[Point placement records]

* begin *

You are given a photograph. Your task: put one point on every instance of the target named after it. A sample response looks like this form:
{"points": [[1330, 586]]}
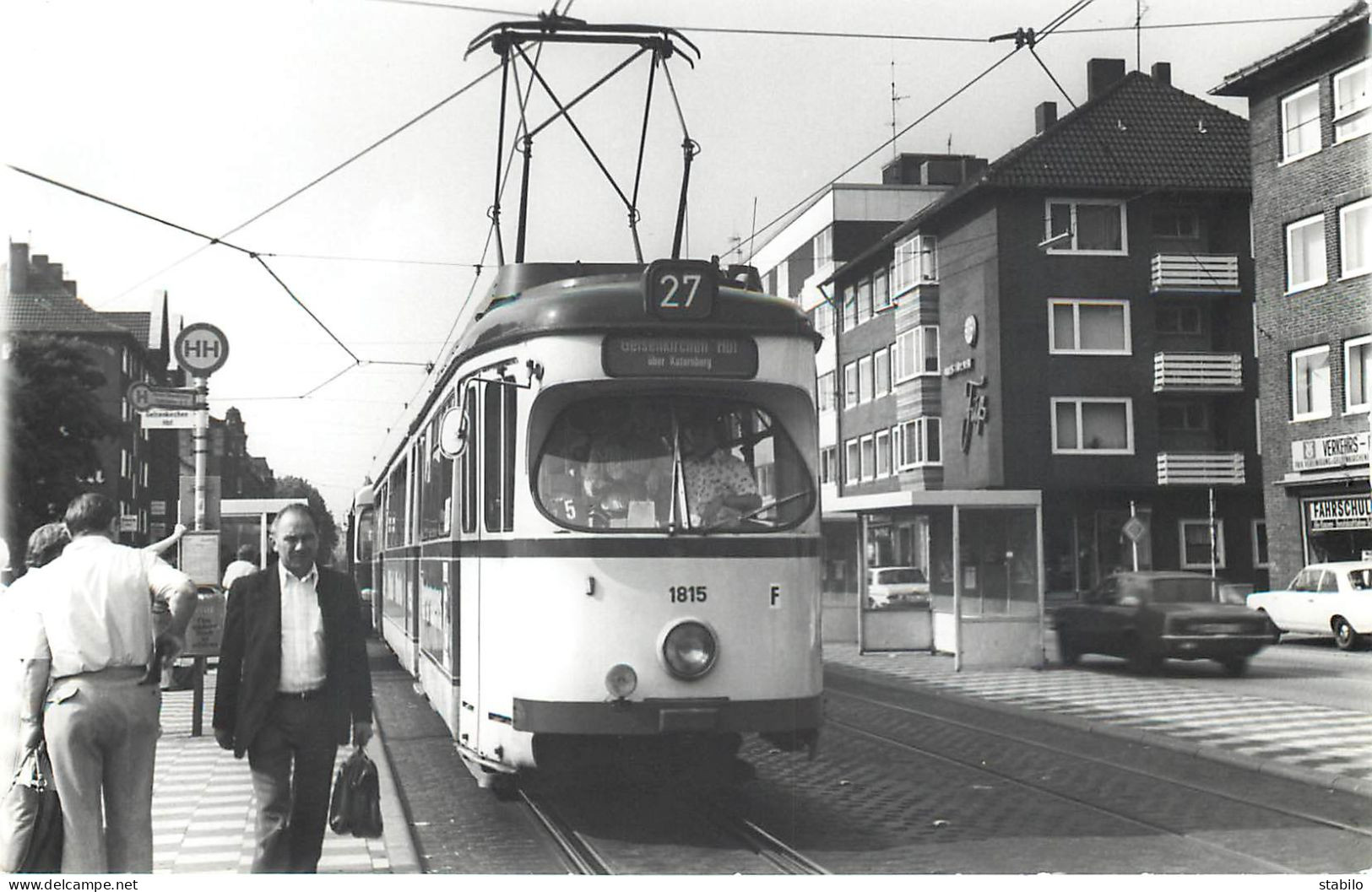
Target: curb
{"points": [[395, 825], [1358, 787]]}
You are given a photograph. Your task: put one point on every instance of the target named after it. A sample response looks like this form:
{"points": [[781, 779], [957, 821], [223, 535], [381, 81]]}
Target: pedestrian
{"points": [[292, 685], [245, 565], [91, 642], [44, 543]]}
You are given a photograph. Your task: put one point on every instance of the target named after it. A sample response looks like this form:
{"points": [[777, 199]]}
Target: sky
{"points": [[206, 114]]}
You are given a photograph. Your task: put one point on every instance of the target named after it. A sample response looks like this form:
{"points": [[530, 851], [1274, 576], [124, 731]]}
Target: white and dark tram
{"points": [[599, 539]]}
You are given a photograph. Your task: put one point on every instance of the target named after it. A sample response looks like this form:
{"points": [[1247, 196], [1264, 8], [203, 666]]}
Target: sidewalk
{"points": [[1305, 743], [203, 807]]}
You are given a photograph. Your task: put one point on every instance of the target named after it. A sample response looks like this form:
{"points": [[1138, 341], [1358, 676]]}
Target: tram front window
{"points": [[671, 464]]}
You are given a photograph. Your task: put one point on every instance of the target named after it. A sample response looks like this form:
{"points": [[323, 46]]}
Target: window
{"points": [[917, 262], [1357, 374], [1196, 545], [1095, 227], [1090, 327], [1179, 319], [852, 464], [1352, 116], [1305, 254], [1183, 416], [664, 462], [881, 368], [1310, 383], [880, 289], [917, 352], [921, 442], [1093, 425], [827, 392], [1301, 124], [1260, 543], [437, 484], [827, 464], [1176, 223], [1356, 239], [823, 246]]}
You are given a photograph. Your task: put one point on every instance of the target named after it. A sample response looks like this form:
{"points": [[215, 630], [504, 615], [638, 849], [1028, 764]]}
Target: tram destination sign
{"points": [[680, 355]]}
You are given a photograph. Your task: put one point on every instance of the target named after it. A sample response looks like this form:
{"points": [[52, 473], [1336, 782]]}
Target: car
{"points": [[888, 587], [1148, 616], [1324, 598]]}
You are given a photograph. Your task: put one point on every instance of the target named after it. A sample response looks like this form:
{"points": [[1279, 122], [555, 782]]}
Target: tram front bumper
{"points": [[662, 716]]}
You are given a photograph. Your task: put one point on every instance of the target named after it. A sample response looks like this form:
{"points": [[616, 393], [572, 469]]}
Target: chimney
{"points": [[1044, 116], [1102, 74]]}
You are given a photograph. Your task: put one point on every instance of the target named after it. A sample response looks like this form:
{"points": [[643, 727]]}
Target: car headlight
{"points": [[691, 649]]}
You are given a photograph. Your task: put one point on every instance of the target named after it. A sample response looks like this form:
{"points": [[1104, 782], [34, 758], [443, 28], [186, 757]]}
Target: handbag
{"points": [[355, 804], [30, 819]]}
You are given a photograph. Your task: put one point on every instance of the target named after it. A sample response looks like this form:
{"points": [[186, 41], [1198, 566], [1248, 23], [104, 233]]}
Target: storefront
{"points": [[951, 571]]}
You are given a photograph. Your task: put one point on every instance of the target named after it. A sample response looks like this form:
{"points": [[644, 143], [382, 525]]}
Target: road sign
{"points": [[201, 349], [162, 419]]}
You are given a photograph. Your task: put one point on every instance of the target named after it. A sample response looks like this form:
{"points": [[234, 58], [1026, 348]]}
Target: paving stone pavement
{"points": [[203, 808], [1319, 743]]}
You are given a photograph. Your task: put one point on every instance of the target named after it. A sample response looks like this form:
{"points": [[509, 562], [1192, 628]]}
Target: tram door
{"points": [[467, 582]]}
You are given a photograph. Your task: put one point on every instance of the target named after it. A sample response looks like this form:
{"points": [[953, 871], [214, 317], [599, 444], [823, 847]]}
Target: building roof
{"points": [[1139, 135], [1242, 81], [59, 315]]}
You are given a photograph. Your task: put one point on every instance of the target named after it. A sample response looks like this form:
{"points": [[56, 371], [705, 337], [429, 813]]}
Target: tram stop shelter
{"points": [[951, 571]]}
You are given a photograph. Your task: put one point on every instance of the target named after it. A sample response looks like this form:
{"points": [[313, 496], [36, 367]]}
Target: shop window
{"points": [[1305, 254], [1087, 227], [1090, 327], [1093, 425], [1301, 124], [1352, 106], [1310, 383], [1196, 543]]}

* end *

Make an exact copy of all entries above, dropping the images.

■ Result below ■
You are given a photograph. Your task: put one point on every instance of the target named after it. A sample response looks like this form:
{"points": [[1330, 586]]}
Target: curb
{"points": [[395, 825], [1358, 787]]}
You are given a photograph. Your task: put one point on every instance of the target named after it. A sample response looks like this form:
{"points": [[781, 779], [957, 821], [223, 535], [381, 81]]}
Target: pedestrian
{"points": [[292, 685], [245, 565], [91, 642], [44, 543]]}
You are given a photograph. Your task: put one point on every instance of the target named after it. A sample response looks like this form:
{"points": [[777, 199]]}
Target: sky
{"points": [[206, 114]]}
You are given a photograph. Your task: put one point on every instance of the target named after it. A sample response looks like this form:
{"points": [[530, 851], [1274, 576], [124, 731]]}
Target: white and dark tram
{"points": [[599, 539]]}
You are given a photograph. Your task: put one point on every instance of the target named after it. A sample response looks like this form:
{"points": [[1247, 196], [1264, 8], [203, 666]]}
Target: sidewalk
{"points": [[1305, 743], [203, 807]]}
You are given a photograph. Your task: put one point on every instance of the target named after it. A sample response looks like this form:
{"points": [[1138, 341], [1358, 676]]}
Target: tram front window
{"points": [[671, 464]]}
You are given a photograph. Your task: put one point on every instance of the target named after it. A sample response looks like this form:
{"points": [[323, 46]]}
Target: window
{"points": [[917, 262], [1357, 374], [1196, 545], [1095, 227], [1090, 327], [1179, 319], [852, 464], [1352, 116], [1305, 254], [1183, 416], [664, 462], [881, 368], [1310, 383], [880, 289], [917, 352], [921, 442], [1093, 425], [827, 392], [1301, 124], [1260, 543], [437, 484], [827, 464], [1176, 223], [1356, 239], [823, 246]]}
You are given a photograph. Your task: put one point on every instance of the target named after it. A sample response looks like this form:
{"points": [[215, 630], [504, 615], [638, 849], [1028, 764]]}
Target: tram destination sign
{"points": [[680, 355]]}
You are given a photograph. Your task: put one point on every instance of the target named after it. A sample response looks like this form:
{"points": [[52, 473], [1336, 782]]}
Target: car
{"points": [[888, 587], [1148, 616], [1324, 598]]}
You are given a photograph. Your task: put one point on every instance of the target named after it. A sample response looks like this form:
{"points": [[1279, 122], [555, 782]]}
Target: tram front bumper
{"points": [[662, 716]]}
You are given a photograph. Your task: put one point on every instance of the target named after it. A sample response looks like this form:
{"points": [[616, 393], [572, 469]]}
Target: chimney
{"points": [[1044, 116], [1102, 74]]}
You are given a photograph. Your task: put one point on every instance of the target named after it. A sample response looks like this form:
{"points": [[643, 727]]}
Target: car headlight
{"points": [[691, 649]]}
You are given a photograph. Your task: put one point on every instance of the target named after it. A sample response looks like this form:
{"points": [[1104, 782], [34, 758], [443, 28], [186, 757]]}
Target: handbag
{"points": [[355, 804], [30, 819]]}
You are given a photograph. Your task: put one point on every instance of the target named after it. A sample response looks like this form:
{"points": [[186, 41], [1198, 566], [1248, 23], [104, 233]]}
Target: storefront
{"points": [[951, 571]]}
You are given a photograph. Your task: put one point on every instance of the target named after it. A sample response looks like this form:
{"points": [[644, 143], [382, 525]]}
Target: road sign
{"points": [[201, 349], [162, 419]]}
You are given a photograph. Your task: put one point on every instance of the target named after it. A sample response looks like this form:
{"points": [[234, 58], [1026, 348]]}
Target: paving stone pavement
{"points": [[203, 808], [1319, 743]]}
You are given a photograph. Your task: put one point on every instance of the target named after it. A sample response looks like this form:
{"points": [[509, 562], [1192, 628]]}
Target: tram door
{"points": [[467, 582]]}
You are given a photograph. Your task: put one point on every instance of the target named after it. A sample response looks like this form:
{"points": [[953, 871], [214, 317], [599, 444], [823, 847]]}
Target: building roof
{"points": [[1139, 135], [1242, 81], [59, 315]]}
You are given a photograph. Your task: put one point on every instance of the target named after it. A sample response looks like this form:
{"points": [[56, 371], [705, 337], [429, 813]]}
Target: tram stop shelter
{"points": [[951, 571]]}
You are given a photograph. Your task: put one point on every instance of the target named after it. A sample response looks like this form:
{"points": [[313, 496], [36, 367]]}
Target: shop window
{"points": [[1305, 254], [1087, 227], [1090, 327], [1093, 425], [1301, 124], [1352, 106], [1310, 383], [1196, 543]]}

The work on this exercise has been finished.